# Problem to solve
Reproduce the mailing-list excerpt below on the i915 context patch in full, without any alterations.

Otherwise, the uninitialized context would always be all 0, which if I
understand the HW correctly, is "safe"
As long as you don't disagree, I'll fix the commit message with that
info.
> > It is really easy to hit this with a planned upcoming patch which makes
> > default context reuse possible.
> >
> > NOTE: This should only effect full PPGTT branches, ie. current
> > drm-intel-nightly.
>
> Though we did postulate that mesa could hit this in a pathological
> scenario with a freshly created context.
>
> > Thanks to Chris for helping me track this down.
> >
> > Cc: Chris Wilson <chris@chris-wilson.co.uk>
> > Signed-off-by: Ben Widawsky <ben@bwidawsk.net>
> Reviewed-by: Chris Wilson <chris@chris-wilson.co.uk>
> -Chris
>
> --
> Chris Wilson, Intel Open Source Technology Centre
--
Ben Widawsky, Intel Open Source Technology Center
^ permalink raw reply [flat|nested] 9+ messages in thread
* Re: [PATCH] drm/i915: set ctx->initialized only after RCS
2013-12-30 21:34 ` Ben Widawsky
@ 2013-12-31 11:26 ` Chris Wilson
2014-01-01 18:10 ` Ben Widawsky
0 siblings, 1 reply; 9+ messages in thread
From: Chris Wilson @ 2013-12-31 11:26 UTC (permalink / raw)

# Records provided
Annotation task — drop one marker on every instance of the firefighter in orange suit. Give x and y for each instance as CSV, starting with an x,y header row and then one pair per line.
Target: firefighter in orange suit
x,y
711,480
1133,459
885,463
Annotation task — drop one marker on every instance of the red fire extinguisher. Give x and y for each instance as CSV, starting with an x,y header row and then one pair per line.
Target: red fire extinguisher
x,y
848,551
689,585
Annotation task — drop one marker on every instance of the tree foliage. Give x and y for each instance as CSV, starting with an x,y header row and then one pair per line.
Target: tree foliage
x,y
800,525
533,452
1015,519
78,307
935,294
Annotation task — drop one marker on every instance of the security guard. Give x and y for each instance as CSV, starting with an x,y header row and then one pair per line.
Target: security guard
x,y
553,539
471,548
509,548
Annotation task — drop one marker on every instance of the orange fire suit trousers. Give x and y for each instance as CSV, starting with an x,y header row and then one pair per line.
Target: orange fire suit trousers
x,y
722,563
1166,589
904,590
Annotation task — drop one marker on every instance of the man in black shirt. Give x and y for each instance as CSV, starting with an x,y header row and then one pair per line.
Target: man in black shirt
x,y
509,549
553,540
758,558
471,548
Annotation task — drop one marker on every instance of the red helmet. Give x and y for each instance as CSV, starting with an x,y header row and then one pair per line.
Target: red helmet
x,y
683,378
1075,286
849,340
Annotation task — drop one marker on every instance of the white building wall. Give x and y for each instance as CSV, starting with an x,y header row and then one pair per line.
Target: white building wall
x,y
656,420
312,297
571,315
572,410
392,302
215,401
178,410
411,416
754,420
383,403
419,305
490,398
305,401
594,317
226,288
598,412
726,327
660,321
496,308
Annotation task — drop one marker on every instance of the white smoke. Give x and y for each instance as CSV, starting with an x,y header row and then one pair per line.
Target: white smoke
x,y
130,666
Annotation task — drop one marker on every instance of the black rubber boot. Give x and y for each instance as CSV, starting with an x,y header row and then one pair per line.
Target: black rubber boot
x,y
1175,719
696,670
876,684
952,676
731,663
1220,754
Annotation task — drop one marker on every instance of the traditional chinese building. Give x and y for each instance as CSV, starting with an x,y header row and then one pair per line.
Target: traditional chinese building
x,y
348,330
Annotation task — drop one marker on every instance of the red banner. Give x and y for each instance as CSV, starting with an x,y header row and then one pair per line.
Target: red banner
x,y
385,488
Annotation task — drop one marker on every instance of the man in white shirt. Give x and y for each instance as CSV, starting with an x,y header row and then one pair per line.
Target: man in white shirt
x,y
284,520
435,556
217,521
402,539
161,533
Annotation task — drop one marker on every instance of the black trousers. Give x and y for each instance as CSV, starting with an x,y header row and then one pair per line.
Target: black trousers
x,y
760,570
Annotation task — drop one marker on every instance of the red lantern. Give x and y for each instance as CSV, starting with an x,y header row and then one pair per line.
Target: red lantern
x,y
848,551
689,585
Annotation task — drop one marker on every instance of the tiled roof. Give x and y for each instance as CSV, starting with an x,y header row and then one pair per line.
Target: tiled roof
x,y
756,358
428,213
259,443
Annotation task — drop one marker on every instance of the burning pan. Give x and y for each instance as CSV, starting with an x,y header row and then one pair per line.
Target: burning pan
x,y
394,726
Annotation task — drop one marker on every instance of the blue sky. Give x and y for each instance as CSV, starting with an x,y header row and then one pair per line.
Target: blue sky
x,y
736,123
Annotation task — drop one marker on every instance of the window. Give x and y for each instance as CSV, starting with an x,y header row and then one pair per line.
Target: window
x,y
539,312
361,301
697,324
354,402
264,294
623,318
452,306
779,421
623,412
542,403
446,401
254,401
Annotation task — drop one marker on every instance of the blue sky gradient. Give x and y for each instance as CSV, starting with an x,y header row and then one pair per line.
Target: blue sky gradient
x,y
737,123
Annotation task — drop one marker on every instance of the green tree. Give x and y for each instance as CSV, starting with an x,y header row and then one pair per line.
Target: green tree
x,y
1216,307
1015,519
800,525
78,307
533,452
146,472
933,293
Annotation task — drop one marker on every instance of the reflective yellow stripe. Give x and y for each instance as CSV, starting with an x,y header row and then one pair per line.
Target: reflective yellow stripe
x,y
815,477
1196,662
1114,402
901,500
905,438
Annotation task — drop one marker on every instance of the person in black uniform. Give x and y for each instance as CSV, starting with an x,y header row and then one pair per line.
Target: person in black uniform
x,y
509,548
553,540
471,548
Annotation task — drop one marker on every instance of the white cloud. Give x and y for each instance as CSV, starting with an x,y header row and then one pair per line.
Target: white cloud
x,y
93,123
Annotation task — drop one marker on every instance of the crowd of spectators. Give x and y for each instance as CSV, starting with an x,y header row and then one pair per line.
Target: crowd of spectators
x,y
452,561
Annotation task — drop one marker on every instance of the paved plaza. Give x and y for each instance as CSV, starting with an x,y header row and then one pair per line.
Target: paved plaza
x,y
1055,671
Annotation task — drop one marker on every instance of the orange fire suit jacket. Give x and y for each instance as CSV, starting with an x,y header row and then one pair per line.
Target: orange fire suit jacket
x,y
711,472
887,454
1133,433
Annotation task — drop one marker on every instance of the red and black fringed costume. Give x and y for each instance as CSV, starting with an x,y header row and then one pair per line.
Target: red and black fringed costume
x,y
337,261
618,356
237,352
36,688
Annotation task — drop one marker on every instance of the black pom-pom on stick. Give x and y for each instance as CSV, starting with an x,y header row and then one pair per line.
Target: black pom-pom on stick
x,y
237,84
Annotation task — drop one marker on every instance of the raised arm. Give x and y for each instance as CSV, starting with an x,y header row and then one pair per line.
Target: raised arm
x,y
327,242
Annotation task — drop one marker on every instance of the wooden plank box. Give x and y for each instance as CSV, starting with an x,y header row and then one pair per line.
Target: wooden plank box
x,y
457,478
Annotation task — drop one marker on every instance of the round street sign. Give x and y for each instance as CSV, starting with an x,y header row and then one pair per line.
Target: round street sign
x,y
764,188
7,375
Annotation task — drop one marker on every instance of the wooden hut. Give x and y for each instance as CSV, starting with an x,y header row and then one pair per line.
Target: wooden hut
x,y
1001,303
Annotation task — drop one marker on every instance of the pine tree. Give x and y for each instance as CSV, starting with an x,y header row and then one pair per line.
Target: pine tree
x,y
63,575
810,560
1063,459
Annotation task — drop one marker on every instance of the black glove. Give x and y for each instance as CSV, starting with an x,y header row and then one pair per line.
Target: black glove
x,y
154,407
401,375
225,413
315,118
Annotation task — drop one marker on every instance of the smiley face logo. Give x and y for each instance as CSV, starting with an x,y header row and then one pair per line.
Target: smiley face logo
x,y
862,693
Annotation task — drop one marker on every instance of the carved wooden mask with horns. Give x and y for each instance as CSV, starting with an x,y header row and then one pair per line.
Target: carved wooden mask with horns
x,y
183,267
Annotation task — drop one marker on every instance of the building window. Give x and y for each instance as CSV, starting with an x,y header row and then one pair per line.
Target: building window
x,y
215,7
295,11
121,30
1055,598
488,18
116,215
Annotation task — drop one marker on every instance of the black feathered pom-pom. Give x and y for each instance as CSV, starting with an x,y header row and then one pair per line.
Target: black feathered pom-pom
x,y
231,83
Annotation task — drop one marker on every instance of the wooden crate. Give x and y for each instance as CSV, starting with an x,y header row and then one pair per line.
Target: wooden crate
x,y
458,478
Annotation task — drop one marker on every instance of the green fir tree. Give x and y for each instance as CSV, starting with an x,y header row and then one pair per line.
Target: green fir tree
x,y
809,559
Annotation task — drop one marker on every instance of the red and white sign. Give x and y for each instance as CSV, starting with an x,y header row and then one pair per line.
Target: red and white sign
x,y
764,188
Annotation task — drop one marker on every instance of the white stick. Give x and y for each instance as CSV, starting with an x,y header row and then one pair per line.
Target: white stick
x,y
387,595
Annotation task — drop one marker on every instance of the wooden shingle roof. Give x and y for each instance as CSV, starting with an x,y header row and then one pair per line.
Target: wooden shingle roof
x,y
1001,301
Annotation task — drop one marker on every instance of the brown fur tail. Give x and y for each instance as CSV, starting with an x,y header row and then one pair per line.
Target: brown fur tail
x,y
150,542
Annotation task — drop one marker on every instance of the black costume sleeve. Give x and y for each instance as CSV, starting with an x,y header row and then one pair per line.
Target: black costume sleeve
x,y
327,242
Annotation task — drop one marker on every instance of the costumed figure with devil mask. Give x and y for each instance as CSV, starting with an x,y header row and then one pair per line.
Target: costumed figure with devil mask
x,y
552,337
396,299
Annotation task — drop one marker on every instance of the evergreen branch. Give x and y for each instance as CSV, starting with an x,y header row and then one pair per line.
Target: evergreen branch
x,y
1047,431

# Final result
Otherwise, the uninitialized context would always be all 0, which if I
understand the HW correctly, is "safe"
As long as you don't disagree, I'll fix the commit message with that
info.
> > It is really easy to hit this with a planned upcoming patch which makes
> > default context reuse possible.
> >
> > NOTE: This should only effect full PPGTT branches, ie. current
> > drm-intel-nightly.
>
> Though we did postulate that mesa could hit this in a pathological
> scenario with a freshly created context.
>
> > Thanks to Chris for helping me track this down.
> >
> > Cc: Chris Wilson <chris@chris-wilson.co.uk>
> > Signed-off-by: Ben Widawsky <ben@bwidawsk.net>
> Reviewed-by: Chris Wilson <chris@chris-wilson.co.uk>
> -Chris
>
> --
> Chris Wilson, Intel Open Source Technology Centre
--
Ben Widawsky, Intel Open Source Technology Center
^ permalink raw reply [flat|nested] 9+ messages in thread
* Re: [PATCH] drm/i915: set ctx->initialized only after RCS
2013-12-30 21:34 ` Ben Widawsky
@ 2013-12-31 11:26 ` Chris Wilson
2014-01-01 18:10 ` Ben Widawsky
0 siblings, 1 reply; 9+ messages in thread
From: Chris Wilson @ 2013-12-31 11:26 UTC (permalink / raw)